In recent months, due to the threat posed by Covid-19, I have stayed in Taipei so as to avoid giving the virus any opportunity. However, in recent weeks Taiwan seems to have controlled this unprecedented virus’ spread. As the risk of it returning is relatively low, I decided to take advantage of the opportunity to explore some other parts of Taiwan.
Wind erosion shaped Yeliu Geopark into becoming an unforgettable famous scenic site. The first time I saw the landforms there, I thought they didn’t seem real. They looked like a mirage. In fact, according to geological experts, Yeliu Geopark is the place on earth that is most similar to the rocky environment of Mars. The majority of the rocks are so called ice cream and honeycomb rocks. Ice cream and honeycomb rocks, as the name suggests, are shaped like ice cream and honeycomb. Perhaps the most baffling thing about some of the rocks is their very unusual shape, particularly the Queen’s head rock. That day the weather was unbearably hot and the streams of tourists were endless, but we still had a great day as this is a truly unique place.
I also went to Taroko park. Taroko is an incredibly beautiful place. We climbed mountains whilst enjoying the stunning scenery. As Taroko is far away from any densely populated cities, the air is fresh and the river water is so clear you can see right to the bottom. It really is paradise.
In terms of scenery, Taiwan has truly been blessed by Nature. In these uncertain times in which the whole world faces many hardships, being able to go to natural wonders like Taroko or Yeliu to rest and reflect really is invaluable.

### RECORDS SUPPLIED:
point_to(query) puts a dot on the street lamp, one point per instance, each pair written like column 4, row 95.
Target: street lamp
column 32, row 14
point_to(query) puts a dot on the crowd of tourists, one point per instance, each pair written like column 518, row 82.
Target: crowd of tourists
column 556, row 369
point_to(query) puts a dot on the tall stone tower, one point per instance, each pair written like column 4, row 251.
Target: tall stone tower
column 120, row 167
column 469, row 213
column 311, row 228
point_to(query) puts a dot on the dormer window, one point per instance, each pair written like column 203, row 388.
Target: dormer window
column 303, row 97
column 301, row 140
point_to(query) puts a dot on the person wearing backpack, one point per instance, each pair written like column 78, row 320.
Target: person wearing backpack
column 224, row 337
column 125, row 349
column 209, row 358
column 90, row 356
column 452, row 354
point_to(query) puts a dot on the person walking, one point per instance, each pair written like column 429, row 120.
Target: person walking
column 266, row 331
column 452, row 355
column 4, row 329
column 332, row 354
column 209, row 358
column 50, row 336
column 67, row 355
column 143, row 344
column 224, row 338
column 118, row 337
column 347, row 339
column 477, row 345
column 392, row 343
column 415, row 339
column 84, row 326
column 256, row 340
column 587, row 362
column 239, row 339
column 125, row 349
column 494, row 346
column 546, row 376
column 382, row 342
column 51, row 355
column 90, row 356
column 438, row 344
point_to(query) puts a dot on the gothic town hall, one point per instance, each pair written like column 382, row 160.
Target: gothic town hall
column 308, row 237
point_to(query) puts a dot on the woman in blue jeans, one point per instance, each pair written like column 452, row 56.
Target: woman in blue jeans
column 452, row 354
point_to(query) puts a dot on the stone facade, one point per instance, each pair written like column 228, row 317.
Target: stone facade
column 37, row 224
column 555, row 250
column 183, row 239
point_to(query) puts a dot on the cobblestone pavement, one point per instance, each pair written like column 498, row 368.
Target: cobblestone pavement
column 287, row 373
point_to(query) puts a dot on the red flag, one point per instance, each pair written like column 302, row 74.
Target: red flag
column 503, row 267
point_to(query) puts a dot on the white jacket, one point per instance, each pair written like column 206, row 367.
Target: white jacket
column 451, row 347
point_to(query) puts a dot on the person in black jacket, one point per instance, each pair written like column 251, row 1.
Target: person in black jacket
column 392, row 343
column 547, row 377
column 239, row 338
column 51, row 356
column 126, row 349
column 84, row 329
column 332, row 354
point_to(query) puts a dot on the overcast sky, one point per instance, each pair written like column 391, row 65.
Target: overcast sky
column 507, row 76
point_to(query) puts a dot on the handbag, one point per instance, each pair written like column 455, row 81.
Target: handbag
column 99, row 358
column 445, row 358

### INSTRUCTIONS:
(1) Summarize the Taiwan travel passage in two sentences.
(2) Reproduce word for word the part of the Taiwan travel passage from "Wind erosion shaped" up to and including "truly unique place.".
The items have no connection to the Taiwan travel passage.

### ANSWERS BY TASK:
(1) With Covid-19's spread in Taiwan seemingly under control, the writer left Taipei to explore other parts of the island. These included Yeliu Geopark, whose wind-eroded ice cream and honeycomb rocks make it, according to geological experts, the place on earth most similar to the rocky environment of Mars, and Taroko park, with its stunning mountain scenery, fresh air and clear river water, which the writer calls invaluable places to rest and reflect in uncertain times.

(2)
Wind erosion shaped Yeliu Geopark into becoming an unforgettable famous scenic site. The first time I saw the landforms there, I thought they didn’t seem real. They looked like a mirage. In fact, according to geological experts, Yeliu Geopark is the place on earth that is most similar to the rocky environment of Mars. The majority of the rocks are so called ice cream and honeycomb rocks. Ice cream and honeycomb rocks, as the name suggests, are shaped like ice cream and honeycomb. Perhaps the most baffling thing about some of the rocks is their very unusual shape, particularly the Queen’s head rock. That day the weather was unbearably hot and the streams of tourists were endless, but we still had a great day as this is a truly unique place.